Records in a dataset
++++++

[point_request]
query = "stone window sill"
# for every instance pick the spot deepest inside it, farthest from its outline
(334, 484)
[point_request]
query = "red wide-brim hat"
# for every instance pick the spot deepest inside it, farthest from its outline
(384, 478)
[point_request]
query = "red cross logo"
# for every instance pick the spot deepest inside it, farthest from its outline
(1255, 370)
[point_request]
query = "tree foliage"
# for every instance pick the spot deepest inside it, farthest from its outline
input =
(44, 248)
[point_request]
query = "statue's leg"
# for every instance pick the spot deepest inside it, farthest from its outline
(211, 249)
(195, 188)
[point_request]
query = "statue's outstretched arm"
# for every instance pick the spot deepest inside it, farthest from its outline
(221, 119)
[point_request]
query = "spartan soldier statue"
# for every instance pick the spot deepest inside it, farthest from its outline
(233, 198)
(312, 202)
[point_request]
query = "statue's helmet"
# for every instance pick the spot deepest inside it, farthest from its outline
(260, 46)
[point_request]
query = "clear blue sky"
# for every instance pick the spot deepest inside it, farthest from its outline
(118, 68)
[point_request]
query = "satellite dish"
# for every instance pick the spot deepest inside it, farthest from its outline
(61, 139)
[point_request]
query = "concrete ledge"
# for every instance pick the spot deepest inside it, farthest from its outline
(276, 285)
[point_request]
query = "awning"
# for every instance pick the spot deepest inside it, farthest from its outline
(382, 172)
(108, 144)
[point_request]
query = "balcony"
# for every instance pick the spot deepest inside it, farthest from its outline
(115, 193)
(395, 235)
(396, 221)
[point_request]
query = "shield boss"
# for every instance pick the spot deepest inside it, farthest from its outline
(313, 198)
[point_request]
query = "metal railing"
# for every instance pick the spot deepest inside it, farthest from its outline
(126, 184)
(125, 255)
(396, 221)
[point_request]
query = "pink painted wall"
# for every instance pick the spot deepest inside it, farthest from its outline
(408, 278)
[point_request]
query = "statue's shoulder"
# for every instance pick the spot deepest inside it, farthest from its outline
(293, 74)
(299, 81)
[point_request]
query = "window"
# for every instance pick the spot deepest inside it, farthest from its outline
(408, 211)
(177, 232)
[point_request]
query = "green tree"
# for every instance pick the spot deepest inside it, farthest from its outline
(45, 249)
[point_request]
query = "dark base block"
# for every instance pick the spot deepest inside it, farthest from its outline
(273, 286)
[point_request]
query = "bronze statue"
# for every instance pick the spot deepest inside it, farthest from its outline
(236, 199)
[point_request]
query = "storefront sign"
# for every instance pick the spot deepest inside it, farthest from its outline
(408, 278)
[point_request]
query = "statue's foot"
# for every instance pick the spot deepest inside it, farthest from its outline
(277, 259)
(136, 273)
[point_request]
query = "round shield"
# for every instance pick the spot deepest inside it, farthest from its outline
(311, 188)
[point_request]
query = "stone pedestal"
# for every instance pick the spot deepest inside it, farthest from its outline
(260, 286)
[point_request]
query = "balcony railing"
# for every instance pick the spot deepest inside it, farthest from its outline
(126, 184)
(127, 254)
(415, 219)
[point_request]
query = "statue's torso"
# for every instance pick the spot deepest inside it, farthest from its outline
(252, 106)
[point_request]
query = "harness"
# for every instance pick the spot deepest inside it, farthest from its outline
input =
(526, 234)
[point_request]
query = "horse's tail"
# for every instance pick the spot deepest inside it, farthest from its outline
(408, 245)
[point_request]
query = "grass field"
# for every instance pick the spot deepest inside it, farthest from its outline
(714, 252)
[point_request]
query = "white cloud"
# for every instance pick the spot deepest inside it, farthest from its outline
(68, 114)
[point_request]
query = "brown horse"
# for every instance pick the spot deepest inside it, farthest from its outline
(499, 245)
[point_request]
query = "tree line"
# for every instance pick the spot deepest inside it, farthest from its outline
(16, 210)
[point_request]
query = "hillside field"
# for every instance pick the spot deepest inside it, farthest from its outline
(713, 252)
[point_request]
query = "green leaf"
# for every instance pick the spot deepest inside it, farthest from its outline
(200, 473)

++++++

● **Your task**:
Swap "farthest from its outline" for "farthest from its edges" throughout the material above, and reproduce every line with nothing else changed.

● **Complete answer**:
[point_request]
query = "stone window sill"
# for every instance pick the spot deepest inside it, farthest from its edges
(334, 484)
[point_request]
query = "red wide-brim hat"
# for every instance pick the spot deepest inside it, farthest from its edges
(384, 478)
[point_request]
query = "red cross logo"
# for every instance pick the spot deepest inside it, farthest from its edges
(1255, 370)
[point_request]
query = "tree foliage"
# for every instance pick the spot deepest inside it, farthest from its edges
input =
(44, 248)
[point_request]
query = "statue's leg"
# for every instance pick the spot deepest inside it, farthest from its edges
(211, 249)
(195, 188)
[point_request]
query = "statue's outstretched arm"
# for every instance pick the spot deepest inside it, farthest from its edges
(221, 119)
[point_request]
query = "spartan soldier statue"
# for every instance pick the spot deepest inside it, farthest from its edges
(233, 198)
(312, 202)
[point_request]
query = "statue's helmet"
# for every instance pick the spot deepest inside it, farthest from its edges
(260, 46)
[point_request]
query = "clear blue sky"
# for every instance pick the spot deepest inside it, farthest from its edges
(118, 68)
[point_request]
query = "satellite dish"
# for every instance pick the spot deepest inside it, farthest from its edges
(61, 139)
[point_request]
query = "concrete ledge"
# for every instance pick the spot deepest inside it, farthest from its edges
(276, 285)
[point_request]
query = "awning"
# for every instance pick the spot deepest inside it, farthest from its edges
(382, 172)
(108, 144)
[point_request]
query = "balcony"
# for every instance pick the spot deepest inside it, farthest from its edges
(115, 193)
(395, 235)
(396, 221)
[point_request]
query = "shield boss"
# for every instance pick the spot deepest inside it, farthest from its edges
(313, 198)
[point_request]
query = "metal railing"
# for every instance pick the spot deepest inside it, farthest from its edges
(126, 184)
(125, 255)
(396, 221)
[point_request]
query = "pink painted wall"
# for every instance pick the spot deepest inside it, farthest from its edges
(408, 278)
[point_request]
query = "statue's shoulder"
# for every instance pick the spot deepest inside it, farthest from its edges
(293, 74)
(299, 81)
[point_request]
query = "window"
# for every instance pick the spot deepest inside it, farthest from its edges
(408, 211)
(177, 232)
[point_request]
query = "green tree"
# for every instance pick the spot deepest inside it, farthest from its edges
(45, 249)
[point_request]
query = "dark base block"
# for every instance pick the spot deepest inside it, farthest from its edges
(273, 286)
[point_request]
query = "bronze statue"
# for every instance pick the spot deepest inside it, farthest from its edges
(236, 199)
[point_request]
query = "storefront sign"
# for every instance pick the spot deepest inside it, farthest from its edges
(408, 278)
[point_request]
query = "statue's foot"
# for every instance pick the spot deepest inside it, farthest from its edges
(277, 259)
(136, 273)
[point_request]
query = "round shield"
# for every instance pick the spot deepest inside it, farthest from its edges
(311, 188)
[point_request]
query = "stone pedestal"
# for every instance pick the spot deepest inside it, farthest from its edges
(260, 286)
[point_request]
query = "balcony railing"
# for every instance pick the spot deepest inside it, farthest from its edges
(126, 184)
(127, 254)
(415, 219)
[point_request]
query = "statue's torso"
# for every instance pick the spot deepest inside it, farthest from its edges
(252, 106)
[point_request]
query = "harness"
# for every instance pick the spot deepest inside it, farthest from its edges
input =
(526, 234)
[point_request]
query = "horse's tail"
# for every instance pick the spot deepest inside it, farthest from its edges
(408, 245)
[point_request]
query = "grass field"
# for every instance pick the spot deepest inside it, farthest from its edges
(714, 252)
[point_request]
query = "white cloud"
# for every instance pick the spot deepest inside it, farthest from its edges
(68, 114)
[point_request]
query = "brown horse"
# for every instance pick the spot deepest inside it, farthest from its edges
(499, 245)
[point_request]
query = "tree line"
# for every instance pick the spot deepest inside it, farthest from its edges
(16, 210)
[point_request]
query = "hillside field"
# for every instance pick the spot deepest inside it, farthest from its edges
(713, 252)
[point_request]
query = "green leaf"
# for every instance pick the spot deepest inside it, farthest from its edges
(200, 473)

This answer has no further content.